Can you set out, as a numbered list with blank lines left out, the lines of the material from the one containing "Find the gray" through the one containing "76 117 L 85", both included?

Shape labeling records
○ ○ ○
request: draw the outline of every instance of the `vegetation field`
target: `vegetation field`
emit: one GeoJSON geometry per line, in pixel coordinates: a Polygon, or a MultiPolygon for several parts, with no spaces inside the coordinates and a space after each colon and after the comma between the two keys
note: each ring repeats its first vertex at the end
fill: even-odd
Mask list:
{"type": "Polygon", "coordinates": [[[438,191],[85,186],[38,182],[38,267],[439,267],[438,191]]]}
○ ○ ○
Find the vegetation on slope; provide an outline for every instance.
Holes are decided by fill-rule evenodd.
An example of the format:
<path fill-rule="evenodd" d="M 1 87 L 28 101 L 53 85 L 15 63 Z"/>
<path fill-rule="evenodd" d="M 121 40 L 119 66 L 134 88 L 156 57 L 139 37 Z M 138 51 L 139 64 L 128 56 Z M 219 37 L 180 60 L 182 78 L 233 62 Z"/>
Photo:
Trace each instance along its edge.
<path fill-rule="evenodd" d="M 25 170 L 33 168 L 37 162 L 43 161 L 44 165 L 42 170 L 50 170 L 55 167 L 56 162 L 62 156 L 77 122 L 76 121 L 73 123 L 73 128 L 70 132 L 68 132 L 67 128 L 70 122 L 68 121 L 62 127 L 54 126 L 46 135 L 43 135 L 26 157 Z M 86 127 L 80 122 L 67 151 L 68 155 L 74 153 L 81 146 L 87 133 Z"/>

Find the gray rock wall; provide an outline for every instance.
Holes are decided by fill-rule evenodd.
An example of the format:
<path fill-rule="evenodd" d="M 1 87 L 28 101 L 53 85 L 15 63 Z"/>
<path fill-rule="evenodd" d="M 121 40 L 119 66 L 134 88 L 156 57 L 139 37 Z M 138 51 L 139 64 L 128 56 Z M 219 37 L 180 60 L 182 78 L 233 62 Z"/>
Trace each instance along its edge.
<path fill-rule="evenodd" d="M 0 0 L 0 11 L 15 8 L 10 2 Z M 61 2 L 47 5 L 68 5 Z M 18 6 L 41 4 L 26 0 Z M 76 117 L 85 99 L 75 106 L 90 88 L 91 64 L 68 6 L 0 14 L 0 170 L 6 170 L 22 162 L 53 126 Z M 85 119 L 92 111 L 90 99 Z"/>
○ ○ ○
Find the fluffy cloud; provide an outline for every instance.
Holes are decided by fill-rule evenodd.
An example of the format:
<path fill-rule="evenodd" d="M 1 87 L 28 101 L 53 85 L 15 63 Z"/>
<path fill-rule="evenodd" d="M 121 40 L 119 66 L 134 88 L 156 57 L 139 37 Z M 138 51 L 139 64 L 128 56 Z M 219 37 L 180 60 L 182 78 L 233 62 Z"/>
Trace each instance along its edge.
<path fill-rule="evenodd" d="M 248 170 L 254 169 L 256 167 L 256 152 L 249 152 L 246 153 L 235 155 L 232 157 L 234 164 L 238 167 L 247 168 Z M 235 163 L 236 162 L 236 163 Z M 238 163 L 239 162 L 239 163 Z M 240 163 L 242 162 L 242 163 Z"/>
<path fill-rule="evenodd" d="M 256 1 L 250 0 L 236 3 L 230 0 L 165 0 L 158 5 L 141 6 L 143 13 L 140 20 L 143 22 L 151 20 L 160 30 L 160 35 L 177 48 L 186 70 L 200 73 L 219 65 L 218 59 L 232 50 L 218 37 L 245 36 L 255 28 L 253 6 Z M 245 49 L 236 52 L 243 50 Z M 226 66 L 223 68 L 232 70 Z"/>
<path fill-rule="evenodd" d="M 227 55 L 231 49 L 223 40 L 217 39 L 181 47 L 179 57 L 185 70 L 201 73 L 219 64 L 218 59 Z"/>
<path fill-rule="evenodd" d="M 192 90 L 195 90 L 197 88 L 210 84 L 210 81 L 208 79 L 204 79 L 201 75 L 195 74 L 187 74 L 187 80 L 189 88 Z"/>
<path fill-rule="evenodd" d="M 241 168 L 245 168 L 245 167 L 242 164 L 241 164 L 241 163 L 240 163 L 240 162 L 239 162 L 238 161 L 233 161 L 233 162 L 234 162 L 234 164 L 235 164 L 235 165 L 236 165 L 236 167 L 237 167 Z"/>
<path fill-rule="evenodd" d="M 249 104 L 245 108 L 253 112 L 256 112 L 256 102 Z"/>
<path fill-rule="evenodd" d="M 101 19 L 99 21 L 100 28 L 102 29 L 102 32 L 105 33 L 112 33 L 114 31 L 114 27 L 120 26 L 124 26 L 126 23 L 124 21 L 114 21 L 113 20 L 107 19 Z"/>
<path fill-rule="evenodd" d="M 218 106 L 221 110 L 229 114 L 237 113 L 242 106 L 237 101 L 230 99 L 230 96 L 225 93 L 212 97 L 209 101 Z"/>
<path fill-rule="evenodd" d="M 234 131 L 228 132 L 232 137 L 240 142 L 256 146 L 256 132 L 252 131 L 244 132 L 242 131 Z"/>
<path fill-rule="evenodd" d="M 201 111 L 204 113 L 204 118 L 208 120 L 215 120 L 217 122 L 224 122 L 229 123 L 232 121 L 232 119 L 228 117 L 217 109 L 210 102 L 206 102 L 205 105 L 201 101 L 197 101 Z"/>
○ ○ ○
● **The reply**:
1. Find the gray rock wall; provide an outline for every instance.
2. Holes are decided by fill-rule evenodd.
3. An example of the format:
4. <path fill-rule="evenodd" d="M 1 87 L 28 101 L 53 85 L 15 63 Z"/>
5. <path fill-rule="evenodd" d="M 121 40 L 119 66 L 134 88 L 156 57 L 139 37 Z M 138 51 L 139 64 L 128 56 Z M 219 37 L 180 60 L 182 78 L 233 62 Z"/>
6. Trace each instance along its edge.
7. <path fill-rule="evenodd" d="M 0 0 L 0 11 L 15 8 L 10 2 Z M 61 2 L 47 5 L 68 5 Z M 18 6 L 41 4 L 26 0 Z M 76 117 L 85 99 L 75 106 L 90 88 L 91 64 L 68 6 L 0 14 L 0 170 L 6 170 L 22 162 L 53 126 Z M 85 119 L 92 111 L 90 99 Z"/>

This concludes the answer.